### Material supplied
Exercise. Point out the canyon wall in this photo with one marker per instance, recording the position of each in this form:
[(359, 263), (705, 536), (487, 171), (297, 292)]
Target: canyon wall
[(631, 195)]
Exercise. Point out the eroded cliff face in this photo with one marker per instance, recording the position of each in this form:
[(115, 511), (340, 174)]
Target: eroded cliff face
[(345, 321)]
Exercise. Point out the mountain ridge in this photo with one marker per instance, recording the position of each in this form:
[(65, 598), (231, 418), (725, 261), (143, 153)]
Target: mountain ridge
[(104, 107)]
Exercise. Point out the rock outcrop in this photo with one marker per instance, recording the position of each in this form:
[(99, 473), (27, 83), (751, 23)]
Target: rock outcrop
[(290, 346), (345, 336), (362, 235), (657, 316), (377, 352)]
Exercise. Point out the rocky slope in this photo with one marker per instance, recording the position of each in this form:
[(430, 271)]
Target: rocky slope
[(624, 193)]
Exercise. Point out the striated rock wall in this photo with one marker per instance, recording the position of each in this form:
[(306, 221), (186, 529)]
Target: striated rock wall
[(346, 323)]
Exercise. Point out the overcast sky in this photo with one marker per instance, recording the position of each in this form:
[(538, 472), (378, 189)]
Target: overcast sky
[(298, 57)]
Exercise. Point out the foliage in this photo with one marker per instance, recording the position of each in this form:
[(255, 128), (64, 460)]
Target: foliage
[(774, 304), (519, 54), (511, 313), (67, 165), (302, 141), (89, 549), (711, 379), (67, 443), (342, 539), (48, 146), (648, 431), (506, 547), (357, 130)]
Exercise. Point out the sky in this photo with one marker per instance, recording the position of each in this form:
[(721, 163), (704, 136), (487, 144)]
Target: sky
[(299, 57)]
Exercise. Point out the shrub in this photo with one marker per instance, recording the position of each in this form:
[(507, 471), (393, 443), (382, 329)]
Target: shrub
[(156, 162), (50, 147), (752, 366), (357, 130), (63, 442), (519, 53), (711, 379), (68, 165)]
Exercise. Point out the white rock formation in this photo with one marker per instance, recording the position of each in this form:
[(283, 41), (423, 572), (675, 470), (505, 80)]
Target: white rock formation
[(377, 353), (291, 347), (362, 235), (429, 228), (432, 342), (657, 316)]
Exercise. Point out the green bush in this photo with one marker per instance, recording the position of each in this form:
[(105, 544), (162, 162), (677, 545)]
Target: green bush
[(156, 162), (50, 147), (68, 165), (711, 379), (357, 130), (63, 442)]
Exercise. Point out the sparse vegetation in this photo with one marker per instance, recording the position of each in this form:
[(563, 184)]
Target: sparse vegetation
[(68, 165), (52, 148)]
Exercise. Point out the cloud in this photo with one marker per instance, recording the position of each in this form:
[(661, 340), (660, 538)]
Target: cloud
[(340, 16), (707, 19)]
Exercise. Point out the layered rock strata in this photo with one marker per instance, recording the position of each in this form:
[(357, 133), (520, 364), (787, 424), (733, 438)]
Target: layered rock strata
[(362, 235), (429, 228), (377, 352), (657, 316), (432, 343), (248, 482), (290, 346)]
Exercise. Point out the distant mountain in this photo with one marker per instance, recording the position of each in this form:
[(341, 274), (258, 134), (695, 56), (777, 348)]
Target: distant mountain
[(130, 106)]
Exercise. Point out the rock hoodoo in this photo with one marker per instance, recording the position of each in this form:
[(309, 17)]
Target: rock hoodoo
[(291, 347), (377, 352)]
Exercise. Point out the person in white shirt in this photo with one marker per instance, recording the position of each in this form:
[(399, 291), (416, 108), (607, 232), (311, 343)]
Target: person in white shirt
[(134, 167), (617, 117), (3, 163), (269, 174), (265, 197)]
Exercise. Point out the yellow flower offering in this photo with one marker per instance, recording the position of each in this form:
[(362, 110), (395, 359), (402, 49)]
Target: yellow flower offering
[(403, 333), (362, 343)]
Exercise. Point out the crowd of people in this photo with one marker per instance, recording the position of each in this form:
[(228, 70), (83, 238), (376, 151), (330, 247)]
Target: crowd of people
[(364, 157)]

### Aim of the task
Revise the records from the line with "Exercise. Point out the eroded" up to and including the line with "[(299, 57)]", replacing every "marker" with "pin" and leaving all else unchanged, and give those lines again.

### Correct output
Exercise. Point out the eroded cliff face in this photo with one pin per instance, recording the position of each in this form:
[(115, 511), (340, 174)]
Target: eroded cliff face
[(345, 321)]
Exercise. Point out the mountain ridge in this photo with one pin per instance, recording the position of each in this form:
[(65, 598), (231, 418), (725, 261), (143, 153)]
Target: mountain ridge
[(104, 107)]
Exercise. Point out the rock outcrop in this photo with one pin per instance, recording the position of each in this form:
[(99, 473), (27, 83), (751, 23)]
Target: rock outcrop
[(290, 346), (345, 336), (362, 235), (657, 316), (377, 352)]
Exercise. Point out the rocky slope in this photo with one pin per instance, recording the position of each in this form:
[(430, 271)]
Target: rocky slope
[(624, 193)]
Exercise. Point out the striated rock wall in this photo with one pin per instance, recording the position of each in this form:
[(306, 221), (186, 529)]
Target: striated rock wall
[(346, 323)]
Exercise. Point out the overcast sky in this photo with one pin per instance, recording the position of each in this form:
[(538, 472), (378, 189)]
Target: overcast sky
[(298, 57)]
Exercise. Point out the foliage in this photo with one pin per instance, recording the position of each in this form:
[(255, 128), (64, 460)]
Target: foliage
[(774, 304), (519, 54), (511, 313), (67, 165), (302, 141), (89, 549), (711, 379), (67, 443), (342, 539), (48, 146), (648, 431), (506, 547), (357, 130)]
Exercise. Point out the sky in this photo with one pin per instance, recording the position of each in this form:
[(721, 163), (704, 136), (487, 144)]
Target: sky
[(299, 57)]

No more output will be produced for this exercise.